## SOURCE INFORMATION
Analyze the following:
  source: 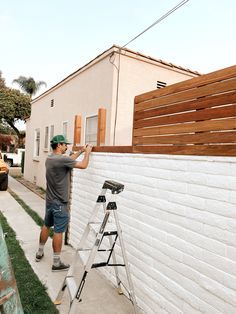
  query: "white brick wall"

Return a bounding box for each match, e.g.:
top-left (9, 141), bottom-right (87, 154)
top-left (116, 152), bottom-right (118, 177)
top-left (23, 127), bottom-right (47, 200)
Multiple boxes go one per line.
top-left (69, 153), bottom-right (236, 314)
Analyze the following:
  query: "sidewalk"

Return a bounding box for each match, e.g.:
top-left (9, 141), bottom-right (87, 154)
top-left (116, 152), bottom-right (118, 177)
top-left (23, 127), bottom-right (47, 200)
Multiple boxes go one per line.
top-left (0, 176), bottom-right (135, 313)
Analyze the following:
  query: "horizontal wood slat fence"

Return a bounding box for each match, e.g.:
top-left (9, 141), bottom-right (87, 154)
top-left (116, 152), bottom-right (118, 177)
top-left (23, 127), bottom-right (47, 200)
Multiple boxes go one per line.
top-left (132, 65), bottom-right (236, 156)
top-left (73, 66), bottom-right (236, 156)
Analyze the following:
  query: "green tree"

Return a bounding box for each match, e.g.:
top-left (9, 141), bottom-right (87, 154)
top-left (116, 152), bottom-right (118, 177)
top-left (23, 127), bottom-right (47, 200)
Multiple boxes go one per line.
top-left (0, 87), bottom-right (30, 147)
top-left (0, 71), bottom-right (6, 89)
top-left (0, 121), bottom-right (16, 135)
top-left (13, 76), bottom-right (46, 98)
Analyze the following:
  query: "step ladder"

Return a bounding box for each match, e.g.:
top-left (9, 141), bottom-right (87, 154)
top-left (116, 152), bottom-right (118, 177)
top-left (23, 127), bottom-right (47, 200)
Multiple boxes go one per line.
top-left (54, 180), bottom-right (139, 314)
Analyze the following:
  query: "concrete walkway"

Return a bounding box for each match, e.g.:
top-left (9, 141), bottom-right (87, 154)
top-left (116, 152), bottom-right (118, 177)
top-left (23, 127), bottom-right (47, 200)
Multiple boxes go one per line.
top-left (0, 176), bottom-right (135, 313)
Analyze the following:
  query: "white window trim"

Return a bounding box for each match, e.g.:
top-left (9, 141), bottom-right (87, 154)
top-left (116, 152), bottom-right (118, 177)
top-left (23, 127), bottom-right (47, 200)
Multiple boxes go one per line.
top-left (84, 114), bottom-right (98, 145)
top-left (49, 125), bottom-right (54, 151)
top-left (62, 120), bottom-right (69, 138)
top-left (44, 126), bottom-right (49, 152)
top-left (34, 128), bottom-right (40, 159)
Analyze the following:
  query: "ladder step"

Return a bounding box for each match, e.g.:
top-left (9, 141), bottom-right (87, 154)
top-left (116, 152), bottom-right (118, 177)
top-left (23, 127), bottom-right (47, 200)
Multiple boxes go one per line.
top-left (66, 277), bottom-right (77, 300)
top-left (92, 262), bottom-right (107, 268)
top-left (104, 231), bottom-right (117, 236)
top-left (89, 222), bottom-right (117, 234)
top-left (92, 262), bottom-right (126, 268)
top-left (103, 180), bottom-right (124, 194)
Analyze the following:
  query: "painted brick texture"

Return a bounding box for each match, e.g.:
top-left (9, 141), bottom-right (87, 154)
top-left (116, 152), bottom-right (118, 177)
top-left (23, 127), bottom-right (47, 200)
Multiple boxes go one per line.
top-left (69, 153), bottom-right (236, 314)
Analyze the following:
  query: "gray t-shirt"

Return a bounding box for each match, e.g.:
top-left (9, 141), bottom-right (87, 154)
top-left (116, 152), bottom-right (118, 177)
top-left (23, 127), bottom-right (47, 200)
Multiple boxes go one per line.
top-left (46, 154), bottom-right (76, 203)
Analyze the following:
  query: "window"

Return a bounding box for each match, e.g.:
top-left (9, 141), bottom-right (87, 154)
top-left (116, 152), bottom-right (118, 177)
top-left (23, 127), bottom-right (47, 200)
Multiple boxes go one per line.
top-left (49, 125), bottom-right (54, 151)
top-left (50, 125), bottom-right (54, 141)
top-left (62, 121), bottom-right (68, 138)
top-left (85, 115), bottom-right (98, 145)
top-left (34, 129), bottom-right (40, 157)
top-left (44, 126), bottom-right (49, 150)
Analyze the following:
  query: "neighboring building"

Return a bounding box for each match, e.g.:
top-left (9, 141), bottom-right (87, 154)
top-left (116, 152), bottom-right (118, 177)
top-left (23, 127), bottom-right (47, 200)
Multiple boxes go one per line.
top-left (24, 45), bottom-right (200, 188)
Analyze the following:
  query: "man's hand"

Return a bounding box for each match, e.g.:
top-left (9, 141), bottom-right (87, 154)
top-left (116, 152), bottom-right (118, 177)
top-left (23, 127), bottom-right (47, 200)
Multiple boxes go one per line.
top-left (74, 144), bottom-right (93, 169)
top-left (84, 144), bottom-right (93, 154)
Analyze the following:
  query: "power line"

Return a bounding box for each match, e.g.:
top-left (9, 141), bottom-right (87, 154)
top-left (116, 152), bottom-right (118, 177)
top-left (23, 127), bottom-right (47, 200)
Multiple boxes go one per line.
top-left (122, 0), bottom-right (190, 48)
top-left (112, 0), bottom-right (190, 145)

## EXERCISE BRIEF
Repeat the records above verbatim, with no pictures in the result.

## ANSWER BOX
Analyze the following:
  source: 
  query: "white brick wall"

Return a bounding box for each match, e.g.:
top-left (9, 141), bottom-right (87, 154)
top-left (116, 152), bottom-right (118, 177)
top-left (23, 127), bottom-right (47, 200)
Multiple boxes go one per line.
top-left (69, 153), bottom-right (236, 314)
Analyze the following:
  query: "sidewalk"

Return a bounding box for each match, e.g.:
top-left (9, 141), bottom-right (87, 154)
top-left (116, 152), bottom-right (118, 177)
top-left (23, 127), bottom-right (47, 200)
Multiple boxes go one per line.
top-left (0, 176), bottom-right (135, 313)
Analyze the following:
  query: "horizontal wood slat fence"

Return a bounding box for each match, e.g.:
top-left (9, 141), bottom-right (87, 154)
top-left (116, 152), bottom-right (118, 177)
top-left (23, 127), bottom-right (47, 200)
Multiple boxes go one per line.
top-left (132, 65), bottom-right (236, 156)
top-left (73, 66), bottom-right (236, 156)
Analyze the following:
  query: "green tree"

Return a bounding box for each match, e.g.:
top-left (9, 141), bottom-right (87, 154)
top-left (116, 152), bottom-right (118, 177)
top-left (23, 127), bottom-right (47, 200)
Multiple boxes go one per line.
top-left (0, 87), bottom-right (30, 147)
top-left (0, 71), bottom-right (6, 89)
top-left (0, 121), bottom-right (16, 135)
top-left (13, 76), bottom-right (46, 98)
Analyze the following:
  query: "step ladder"

Return a bounding box for each match, e.g.:
top-left (9, 141), bottom-right (87, 154)
top-left (116, 152), bottom-right (118, 177)
top-left (23, 127), bottom-right (47, 200)
Multiple boxes go one per line.
top-left (54, 180), bottom-right (139, 314)
Analyze the following:
  query: "concrete walkway"

Return a bounding box for each match, e.g.:
top-left (9, 141), bottom-right (87, 154)
top-left (116, 152), bottom-right (118, 177)
top-left (23, 127), bottom-right (47, 200)
Multiple boxes go one per line.
top-left (0, 176), bottom-right (135, 313)
Analyze the following:
  query: "white window trim"

Return a bounding box for each match, e.g.:
top-left (9, 141), bottom-right (87, 154)
top-left (116, 152), bottom-right (118, 177)
top-left (23, 127), bottom-right (47, 200)
Multiple boxes go one per line.
top-left (84, 114), bottom-right (98, 145)
top-left (49, 125), bottom-right (54, 151)
top-left (62, 120), bottom-right (69, 138)
top-left (44, 126), bottom-right (49, 152)
top-left (34, 128), bottom-right (40, 159)
Analyze the following:
  query: "ladder step"

Return a bounding box for each match, e.g.:
top-left (9, 141), bottom-right (87, 154)
top-left (116, 152), bottom-right (118, 177)
top-left (23, 127), bottom-right (47, 200)
Multiple boxes go one per line.
top-left (66, 277), bottom-right (77, 300)
top-left (92, 262), bottom-right (107, 268)
top-left (104, 231), bottom-right (117, 236)
top-left (89, 222), bottom-right (117, 234)
top-left (92, 262), bottom-right (126, 268)
top-left (103, 180), bottom-right (124, 194)
Analyze the following:
  query: "painted brick texture"

Return a bounding box for each match, e.g.:
top-left (9, 141), bottom-right (87, 154)
top-left (116, 152), bottom-right (118, 177)
top-left (23, 127), bottom-right (47, 200)
Multiple boxes go one per line.
top-left (69, 153), bottom-right (236, 314)
Analyze the following:
  query: "gray t-shirt"

Return a bounding box for each match, e.g.:
top-left (9, 141), bottom-right (87, 154)
top-left (116, 152), bottom-right (118, 177)
top-left (23, 127), bottom-right (47, 200)
Multiple boxes go one per line.
top-left (46, 154), bottom-right (76, 203)
Analyze the following:
  query: "window"

Return a bounding box for each match, e.g.:
top-left (9, 141), bottom-right (87, 154)
top-left (116, 152), bottom-right (118, 177)
top-left (23, 127), bottom-right (47, 200)
Multiple boxes go one per line.
top-left (49, 125), bottom-right (54, 151)
top-left (50, 125), bottom-right (54, 141)
top-left (62, 121), bottom-right (68, 138)
top-left (85, 115), bottom-right (98, 145)
top-left (34, 129), bottom-right (40, 157)
top-left (44, 126), bottom-right (49, 150)
Analyze the following:
  query: "neighboring building"

Return a bounding box for each match, e.g.:
top-left (9, 141), bottom-right (87, 154)
top-left (116, 152), bottom-right (118, 177)
top-left (23, 127), bottom-right (47, 200)
Multiple boxes go one per line.
top-left (24, 45), bottom-right (200, 188)
Analyze the following:
  query: "man's hand"

Return a bounding box for each match, e.g.:
top-left (9, 141), bottom-right (87, 154)
top-left (116, 152), bottom-right (118, 177)
top-left (23, 127), bottom-right (47, 200)
Multiple boxes go one per line.
top-left (74, 144), bottom-right (93, 169)
top-left (84, 144), bottom-right (93, 154)
Analyze the following:
  query: "power line"

Return a bounding box for each match, e.g.:
top-left (9, 141), bottom-right (87, 154)
top-left (116, 152), bottom-right (118, 177)
top-left (23, 127), bottom-right (47, 200)
Multiple boxes go one per line.
top-left (122, 0), bottom-right (190, 48)
top-left (112, 0), bottom-right (190, 145)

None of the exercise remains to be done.